**Set problem:** Reproduce the line that contains "Q: For the green leaf in" and every line after it through the end of the records, exactly, with nothing added.

============================================================

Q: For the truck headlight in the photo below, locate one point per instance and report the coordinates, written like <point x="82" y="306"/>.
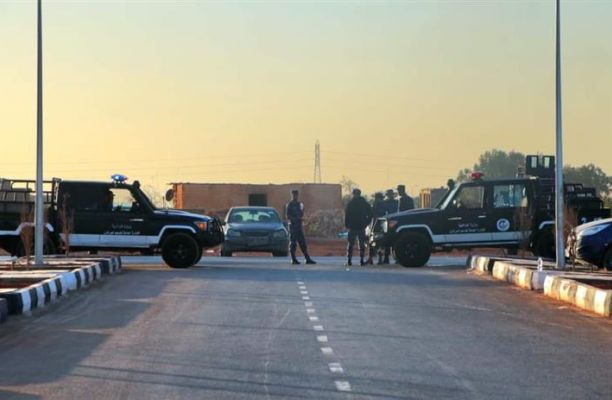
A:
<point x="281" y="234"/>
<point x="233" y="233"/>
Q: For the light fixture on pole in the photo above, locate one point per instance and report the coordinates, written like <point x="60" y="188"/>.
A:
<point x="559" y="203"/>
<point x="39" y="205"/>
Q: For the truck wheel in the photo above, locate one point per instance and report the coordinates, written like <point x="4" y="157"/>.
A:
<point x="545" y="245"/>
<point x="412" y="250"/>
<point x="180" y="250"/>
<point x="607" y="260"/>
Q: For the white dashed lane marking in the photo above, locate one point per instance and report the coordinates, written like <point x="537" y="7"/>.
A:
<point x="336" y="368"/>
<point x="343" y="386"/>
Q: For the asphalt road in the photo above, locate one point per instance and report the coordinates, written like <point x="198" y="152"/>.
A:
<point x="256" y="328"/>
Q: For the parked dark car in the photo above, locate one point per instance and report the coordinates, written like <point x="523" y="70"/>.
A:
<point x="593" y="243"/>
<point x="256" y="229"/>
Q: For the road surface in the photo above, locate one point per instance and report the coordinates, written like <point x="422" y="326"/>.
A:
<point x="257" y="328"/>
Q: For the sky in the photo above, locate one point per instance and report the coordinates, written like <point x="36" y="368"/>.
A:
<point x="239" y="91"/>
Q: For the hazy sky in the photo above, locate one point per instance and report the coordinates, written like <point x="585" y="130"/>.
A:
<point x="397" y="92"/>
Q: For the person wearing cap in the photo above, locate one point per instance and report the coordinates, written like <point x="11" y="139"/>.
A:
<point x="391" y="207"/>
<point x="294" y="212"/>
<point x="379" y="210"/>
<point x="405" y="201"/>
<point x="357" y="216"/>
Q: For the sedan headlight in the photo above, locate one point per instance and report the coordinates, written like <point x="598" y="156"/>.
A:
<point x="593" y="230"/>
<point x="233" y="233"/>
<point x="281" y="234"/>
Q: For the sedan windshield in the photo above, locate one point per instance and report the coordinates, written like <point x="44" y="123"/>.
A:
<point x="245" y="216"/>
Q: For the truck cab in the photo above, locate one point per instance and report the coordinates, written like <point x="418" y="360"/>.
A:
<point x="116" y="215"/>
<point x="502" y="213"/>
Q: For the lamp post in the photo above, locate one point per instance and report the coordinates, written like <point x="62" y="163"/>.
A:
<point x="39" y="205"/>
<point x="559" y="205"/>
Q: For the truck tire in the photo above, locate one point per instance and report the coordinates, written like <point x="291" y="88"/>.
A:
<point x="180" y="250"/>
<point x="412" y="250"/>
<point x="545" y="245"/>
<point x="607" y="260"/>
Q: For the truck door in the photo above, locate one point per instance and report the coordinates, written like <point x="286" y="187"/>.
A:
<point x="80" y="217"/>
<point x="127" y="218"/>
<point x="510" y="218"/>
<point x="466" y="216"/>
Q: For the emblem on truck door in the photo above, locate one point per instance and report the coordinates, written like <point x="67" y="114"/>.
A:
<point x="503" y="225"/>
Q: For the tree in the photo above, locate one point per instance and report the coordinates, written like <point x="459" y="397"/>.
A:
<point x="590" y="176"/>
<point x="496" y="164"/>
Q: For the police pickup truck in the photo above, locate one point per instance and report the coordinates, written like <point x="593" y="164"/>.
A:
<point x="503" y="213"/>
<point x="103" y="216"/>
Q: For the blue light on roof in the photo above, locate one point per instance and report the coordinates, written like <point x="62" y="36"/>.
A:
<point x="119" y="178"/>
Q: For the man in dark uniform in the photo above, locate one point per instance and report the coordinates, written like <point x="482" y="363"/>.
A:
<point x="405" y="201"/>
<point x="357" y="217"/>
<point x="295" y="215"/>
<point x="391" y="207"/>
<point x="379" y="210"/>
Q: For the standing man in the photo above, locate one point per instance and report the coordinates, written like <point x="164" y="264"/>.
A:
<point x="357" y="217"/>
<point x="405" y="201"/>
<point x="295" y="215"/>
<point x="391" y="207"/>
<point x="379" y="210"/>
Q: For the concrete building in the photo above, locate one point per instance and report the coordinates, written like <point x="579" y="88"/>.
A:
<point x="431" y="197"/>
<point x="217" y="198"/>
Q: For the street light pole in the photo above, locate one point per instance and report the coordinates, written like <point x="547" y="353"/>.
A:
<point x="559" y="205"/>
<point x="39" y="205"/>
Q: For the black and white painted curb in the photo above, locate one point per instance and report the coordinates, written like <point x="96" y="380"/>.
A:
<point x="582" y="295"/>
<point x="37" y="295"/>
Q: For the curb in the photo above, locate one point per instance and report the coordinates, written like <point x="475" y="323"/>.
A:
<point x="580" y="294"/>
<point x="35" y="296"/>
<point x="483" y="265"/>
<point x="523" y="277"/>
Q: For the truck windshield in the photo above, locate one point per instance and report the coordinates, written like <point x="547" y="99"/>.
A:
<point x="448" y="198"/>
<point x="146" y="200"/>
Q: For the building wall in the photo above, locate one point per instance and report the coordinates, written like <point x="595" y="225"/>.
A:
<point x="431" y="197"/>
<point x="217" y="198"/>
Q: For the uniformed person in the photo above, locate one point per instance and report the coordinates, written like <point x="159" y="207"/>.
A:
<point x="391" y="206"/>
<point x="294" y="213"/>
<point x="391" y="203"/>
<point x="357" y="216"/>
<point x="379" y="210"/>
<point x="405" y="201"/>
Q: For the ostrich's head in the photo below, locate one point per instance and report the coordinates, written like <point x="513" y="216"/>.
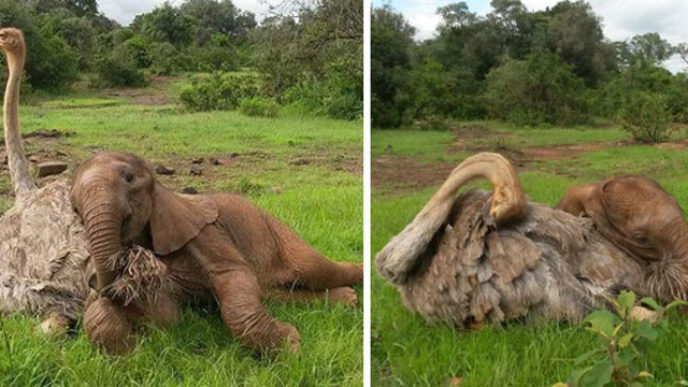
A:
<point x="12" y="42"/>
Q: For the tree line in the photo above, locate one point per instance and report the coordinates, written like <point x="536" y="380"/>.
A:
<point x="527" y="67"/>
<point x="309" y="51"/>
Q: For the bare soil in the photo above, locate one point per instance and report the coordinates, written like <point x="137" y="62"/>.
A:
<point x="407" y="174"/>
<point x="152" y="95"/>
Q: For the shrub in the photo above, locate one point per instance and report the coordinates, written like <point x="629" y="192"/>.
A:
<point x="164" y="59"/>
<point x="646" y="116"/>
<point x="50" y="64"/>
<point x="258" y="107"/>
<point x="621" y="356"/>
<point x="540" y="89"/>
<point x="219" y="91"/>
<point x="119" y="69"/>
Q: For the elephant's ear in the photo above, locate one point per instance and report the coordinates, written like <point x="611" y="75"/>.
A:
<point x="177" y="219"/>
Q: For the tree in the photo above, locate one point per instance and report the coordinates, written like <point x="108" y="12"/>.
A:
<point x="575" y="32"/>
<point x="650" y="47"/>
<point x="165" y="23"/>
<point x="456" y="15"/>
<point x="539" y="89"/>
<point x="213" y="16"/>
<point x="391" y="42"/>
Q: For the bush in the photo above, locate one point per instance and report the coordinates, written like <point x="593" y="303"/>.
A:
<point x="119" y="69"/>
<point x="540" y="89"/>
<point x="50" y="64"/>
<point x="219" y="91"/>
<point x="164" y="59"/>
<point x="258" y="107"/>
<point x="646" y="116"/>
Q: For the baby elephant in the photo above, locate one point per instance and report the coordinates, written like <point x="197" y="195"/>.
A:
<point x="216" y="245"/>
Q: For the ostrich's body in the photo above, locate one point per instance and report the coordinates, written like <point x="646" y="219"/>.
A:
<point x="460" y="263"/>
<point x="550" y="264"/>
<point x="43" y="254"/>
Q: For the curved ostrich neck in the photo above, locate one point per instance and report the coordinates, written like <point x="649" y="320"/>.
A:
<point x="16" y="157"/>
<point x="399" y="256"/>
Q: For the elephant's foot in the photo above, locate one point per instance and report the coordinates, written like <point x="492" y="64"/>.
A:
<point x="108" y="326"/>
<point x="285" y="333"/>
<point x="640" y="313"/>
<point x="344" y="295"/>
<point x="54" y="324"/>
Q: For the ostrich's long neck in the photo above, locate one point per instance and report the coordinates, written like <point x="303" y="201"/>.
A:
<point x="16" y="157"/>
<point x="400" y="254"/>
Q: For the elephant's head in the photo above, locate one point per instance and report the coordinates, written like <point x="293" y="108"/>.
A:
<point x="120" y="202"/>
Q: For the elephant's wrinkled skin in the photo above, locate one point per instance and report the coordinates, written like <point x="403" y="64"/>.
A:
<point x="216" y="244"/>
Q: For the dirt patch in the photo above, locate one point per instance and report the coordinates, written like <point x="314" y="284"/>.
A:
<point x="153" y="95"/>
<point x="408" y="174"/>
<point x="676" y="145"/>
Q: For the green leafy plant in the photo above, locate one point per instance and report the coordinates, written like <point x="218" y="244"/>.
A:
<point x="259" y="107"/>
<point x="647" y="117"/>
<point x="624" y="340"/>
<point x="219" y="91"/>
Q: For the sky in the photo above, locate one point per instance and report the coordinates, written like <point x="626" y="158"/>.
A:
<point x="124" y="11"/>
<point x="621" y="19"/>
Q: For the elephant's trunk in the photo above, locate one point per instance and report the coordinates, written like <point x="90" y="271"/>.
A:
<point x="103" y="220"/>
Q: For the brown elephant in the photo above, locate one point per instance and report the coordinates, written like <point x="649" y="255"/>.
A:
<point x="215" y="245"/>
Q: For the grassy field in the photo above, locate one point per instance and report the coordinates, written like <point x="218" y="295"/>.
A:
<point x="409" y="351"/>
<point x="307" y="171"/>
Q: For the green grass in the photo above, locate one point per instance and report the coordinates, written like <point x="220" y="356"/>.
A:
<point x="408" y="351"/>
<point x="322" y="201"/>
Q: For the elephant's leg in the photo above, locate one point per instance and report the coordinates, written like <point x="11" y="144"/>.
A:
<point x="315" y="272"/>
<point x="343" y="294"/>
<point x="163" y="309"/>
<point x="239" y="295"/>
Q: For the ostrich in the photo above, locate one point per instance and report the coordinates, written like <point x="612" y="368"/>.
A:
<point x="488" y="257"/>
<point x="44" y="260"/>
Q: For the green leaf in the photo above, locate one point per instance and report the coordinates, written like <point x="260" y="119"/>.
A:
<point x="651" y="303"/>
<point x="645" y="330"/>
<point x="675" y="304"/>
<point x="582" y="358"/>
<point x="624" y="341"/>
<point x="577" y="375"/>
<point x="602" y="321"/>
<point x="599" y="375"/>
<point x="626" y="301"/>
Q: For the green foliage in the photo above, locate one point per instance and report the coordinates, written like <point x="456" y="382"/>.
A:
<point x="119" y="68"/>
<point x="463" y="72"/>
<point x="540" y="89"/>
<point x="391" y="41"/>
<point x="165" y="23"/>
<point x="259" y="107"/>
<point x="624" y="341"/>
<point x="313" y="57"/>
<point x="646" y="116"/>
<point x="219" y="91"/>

============================================================

**Solved problem:**
Q: For the green leaf in the photo above, locate one point per instance and report the coordinates, written like <point x="260" y="119"/>.
A:
<point x="651" y="303"/>
<point x="645" y="330"/>
<point x="675" y="304"/>
<point x="582" y="358"/>
<point x="624" y="341"/>
<point x="577" y="375"/>
<point x="602" y="321"/>
<point x="599" y="375"/>
<point x="626" y="301"/>
Q: For the green foliage in the photo above, locate one point per instance and report the coordinates, written like <point x="456" y="382"/>.
A:
<point x="119" y="68"/>
<point x="463" y="72"/>
<point x="540" y="89"/>
<point x="391" y="41"/>
<point x="165" y="23"/>
<point x="259" y="107"/>
<point x="624" y="341"/>
<point x="313" y="57"/>
<point x="646" y="116"/>
<point x="219" y="91"/>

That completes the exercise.